=== EXERCISE DESCRIPTION ===
Please keep to the lines below from the one with "# drop a point on every instance of the eyelash;" through the one with "# drop a point on every instance of the shoulder;", and restate them word for word, ends included.

=== EXTRACTED RECORDS ===
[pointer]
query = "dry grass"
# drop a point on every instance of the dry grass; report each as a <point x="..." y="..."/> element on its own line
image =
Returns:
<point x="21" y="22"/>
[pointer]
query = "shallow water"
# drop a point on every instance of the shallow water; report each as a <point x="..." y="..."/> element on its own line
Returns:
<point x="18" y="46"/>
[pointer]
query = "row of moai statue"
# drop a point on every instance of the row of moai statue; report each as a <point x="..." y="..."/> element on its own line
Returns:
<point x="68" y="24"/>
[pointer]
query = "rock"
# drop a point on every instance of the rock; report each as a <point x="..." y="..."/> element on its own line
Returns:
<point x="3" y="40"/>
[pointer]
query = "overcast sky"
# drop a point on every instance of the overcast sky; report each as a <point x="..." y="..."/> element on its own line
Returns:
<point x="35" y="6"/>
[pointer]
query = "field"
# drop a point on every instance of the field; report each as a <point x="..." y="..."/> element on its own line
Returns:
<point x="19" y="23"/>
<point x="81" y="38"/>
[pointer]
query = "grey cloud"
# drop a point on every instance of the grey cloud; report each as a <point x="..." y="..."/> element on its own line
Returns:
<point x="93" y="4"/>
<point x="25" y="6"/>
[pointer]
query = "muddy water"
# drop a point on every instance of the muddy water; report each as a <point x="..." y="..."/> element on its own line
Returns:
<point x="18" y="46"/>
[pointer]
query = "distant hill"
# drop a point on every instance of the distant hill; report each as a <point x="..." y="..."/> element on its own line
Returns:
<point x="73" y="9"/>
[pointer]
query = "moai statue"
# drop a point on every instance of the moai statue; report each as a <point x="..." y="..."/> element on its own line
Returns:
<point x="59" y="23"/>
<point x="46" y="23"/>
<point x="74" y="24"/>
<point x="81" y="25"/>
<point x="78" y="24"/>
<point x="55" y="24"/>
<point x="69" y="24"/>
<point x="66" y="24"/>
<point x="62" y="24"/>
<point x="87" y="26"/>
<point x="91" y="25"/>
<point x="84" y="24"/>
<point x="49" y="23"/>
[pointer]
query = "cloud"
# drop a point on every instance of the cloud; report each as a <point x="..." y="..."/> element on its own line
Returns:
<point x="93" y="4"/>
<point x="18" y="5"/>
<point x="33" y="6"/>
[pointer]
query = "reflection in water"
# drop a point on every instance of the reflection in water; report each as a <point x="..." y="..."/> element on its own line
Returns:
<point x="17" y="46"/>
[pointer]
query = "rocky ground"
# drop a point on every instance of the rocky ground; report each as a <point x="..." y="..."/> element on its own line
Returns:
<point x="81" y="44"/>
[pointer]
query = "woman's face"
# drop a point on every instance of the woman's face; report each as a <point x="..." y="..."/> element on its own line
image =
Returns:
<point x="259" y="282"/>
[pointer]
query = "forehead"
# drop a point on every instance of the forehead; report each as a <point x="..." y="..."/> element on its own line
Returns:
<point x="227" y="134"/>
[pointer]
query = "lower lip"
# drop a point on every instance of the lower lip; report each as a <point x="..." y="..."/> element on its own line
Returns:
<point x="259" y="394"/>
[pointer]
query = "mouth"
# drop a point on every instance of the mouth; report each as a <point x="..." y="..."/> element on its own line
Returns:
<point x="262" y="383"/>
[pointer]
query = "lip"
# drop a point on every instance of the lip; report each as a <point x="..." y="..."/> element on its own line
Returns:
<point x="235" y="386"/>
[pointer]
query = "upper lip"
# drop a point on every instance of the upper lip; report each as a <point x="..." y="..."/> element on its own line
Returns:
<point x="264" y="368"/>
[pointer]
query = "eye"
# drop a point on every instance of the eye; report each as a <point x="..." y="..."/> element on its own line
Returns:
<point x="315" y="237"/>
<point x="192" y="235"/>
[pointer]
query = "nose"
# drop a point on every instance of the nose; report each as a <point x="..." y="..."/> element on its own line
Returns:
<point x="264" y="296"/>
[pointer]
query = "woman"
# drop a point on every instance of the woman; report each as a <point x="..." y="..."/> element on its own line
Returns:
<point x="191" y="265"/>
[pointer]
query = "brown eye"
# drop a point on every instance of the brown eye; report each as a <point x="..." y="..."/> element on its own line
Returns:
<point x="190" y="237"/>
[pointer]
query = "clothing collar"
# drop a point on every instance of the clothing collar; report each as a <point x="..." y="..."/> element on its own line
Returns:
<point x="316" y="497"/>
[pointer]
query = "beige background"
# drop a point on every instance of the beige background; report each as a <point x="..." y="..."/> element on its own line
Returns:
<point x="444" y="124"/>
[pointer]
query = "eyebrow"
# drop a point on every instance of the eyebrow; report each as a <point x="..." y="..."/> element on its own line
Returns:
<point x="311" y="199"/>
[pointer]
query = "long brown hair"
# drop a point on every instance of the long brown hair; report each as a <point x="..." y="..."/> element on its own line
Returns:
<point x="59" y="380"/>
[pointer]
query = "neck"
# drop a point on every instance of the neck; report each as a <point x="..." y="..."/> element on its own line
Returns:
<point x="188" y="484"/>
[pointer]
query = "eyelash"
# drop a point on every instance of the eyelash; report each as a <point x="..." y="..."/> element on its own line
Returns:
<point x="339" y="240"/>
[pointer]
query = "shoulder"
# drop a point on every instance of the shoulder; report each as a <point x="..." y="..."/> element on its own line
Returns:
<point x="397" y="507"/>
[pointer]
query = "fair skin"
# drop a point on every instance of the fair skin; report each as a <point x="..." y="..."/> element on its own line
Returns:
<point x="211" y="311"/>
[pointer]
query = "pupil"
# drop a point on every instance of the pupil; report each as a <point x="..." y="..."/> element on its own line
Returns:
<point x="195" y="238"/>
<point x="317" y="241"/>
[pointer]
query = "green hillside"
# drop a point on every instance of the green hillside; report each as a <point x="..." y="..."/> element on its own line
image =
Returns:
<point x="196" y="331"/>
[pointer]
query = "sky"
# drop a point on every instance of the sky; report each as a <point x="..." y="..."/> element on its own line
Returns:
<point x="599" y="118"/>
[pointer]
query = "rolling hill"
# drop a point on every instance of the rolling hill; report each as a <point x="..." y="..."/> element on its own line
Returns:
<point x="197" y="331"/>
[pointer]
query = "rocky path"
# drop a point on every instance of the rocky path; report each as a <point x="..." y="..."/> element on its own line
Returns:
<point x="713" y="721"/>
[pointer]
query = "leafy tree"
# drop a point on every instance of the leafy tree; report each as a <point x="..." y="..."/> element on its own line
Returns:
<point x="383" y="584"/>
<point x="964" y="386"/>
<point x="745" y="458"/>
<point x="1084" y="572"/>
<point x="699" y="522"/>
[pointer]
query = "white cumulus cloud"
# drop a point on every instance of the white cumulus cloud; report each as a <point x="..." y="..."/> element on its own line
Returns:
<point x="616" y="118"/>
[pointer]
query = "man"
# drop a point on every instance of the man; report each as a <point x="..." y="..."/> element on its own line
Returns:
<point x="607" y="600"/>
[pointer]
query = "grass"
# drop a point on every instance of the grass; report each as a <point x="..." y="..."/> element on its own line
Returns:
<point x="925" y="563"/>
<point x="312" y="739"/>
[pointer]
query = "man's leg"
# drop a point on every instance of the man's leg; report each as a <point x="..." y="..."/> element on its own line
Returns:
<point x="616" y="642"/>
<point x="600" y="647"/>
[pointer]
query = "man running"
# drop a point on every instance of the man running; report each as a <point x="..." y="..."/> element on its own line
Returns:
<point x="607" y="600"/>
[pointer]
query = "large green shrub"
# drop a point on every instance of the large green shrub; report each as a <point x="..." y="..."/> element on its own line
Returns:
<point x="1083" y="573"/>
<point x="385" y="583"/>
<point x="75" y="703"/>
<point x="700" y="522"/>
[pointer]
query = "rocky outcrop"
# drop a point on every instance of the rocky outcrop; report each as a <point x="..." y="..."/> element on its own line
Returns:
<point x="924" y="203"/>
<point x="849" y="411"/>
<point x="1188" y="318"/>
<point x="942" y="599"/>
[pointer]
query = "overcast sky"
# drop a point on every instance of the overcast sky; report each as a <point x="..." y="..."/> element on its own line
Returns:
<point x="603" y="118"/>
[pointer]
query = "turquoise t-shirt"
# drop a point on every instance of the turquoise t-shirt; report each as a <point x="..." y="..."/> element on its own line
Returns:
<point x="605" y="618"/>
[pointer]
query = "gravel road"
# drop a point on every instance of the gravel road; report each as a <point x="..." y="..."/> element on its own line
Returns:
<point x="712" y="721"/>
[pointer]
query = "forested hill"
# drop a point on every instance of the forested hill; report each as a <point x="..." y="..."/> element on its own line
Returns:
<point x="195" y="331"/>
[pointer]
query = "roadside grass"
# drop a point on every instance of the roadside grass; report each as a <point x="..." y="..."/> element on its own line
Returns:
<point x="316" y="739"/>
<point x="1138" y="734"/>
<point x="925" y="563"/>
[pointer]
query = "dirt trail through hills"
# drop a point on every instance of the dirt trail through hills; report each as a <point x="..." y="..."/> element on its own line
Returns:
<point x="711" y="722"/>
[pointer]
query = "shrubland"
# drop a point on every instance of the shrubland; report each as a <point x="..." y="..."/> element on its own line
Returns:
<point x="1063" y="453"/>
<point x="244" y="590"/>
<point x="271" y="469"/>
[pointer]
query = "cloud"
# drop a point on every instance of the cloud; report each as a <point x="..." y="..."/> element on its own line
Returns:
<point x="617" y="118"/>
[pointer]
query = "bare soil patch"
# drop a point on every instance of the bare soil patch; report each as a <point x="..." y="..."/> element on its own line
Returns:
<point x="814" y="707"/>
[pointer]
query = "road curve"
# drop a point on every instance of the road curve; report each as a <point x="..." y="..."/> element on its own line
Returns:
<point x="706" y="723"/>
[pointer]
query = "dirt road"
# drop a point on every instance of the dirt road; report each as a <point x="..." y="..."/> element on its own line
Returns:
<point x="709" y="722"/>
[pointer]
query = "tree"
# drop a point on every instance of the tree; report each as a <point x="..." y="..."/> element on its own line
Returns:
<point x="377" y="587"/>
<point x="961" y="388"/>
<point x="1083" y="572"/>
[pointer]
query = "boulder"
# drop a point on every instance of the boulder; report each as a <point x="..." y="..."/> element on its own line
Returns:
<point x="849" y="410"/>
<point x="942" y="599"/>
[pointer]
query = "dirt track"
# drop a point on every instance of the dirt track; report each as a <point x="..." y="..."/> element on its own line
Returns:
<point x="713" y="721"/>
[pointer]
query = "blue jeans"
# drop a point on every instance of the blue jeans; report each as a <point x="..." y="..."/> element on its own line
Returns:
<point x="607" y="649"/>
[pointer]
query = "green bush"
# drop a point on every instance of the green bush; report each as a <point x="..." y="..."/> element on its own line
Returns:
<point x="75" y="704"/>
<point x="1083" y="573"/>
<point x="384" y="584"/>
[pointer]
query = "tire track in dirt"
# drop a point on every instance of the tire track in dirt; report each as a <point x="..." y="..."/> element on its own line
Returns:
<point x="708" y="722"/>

=== ANSWER TO THIS TASK ===
# drop a point on every instance of the eyelash; report each as a <point x="..." y="..."/> element on its own line
Returns:
<point x="339" y="240"/>
[pointer]
query = "shoulder"
# drop a point on every instance of the shoulder; report each as a <point x="..." y="..."/> element on its own line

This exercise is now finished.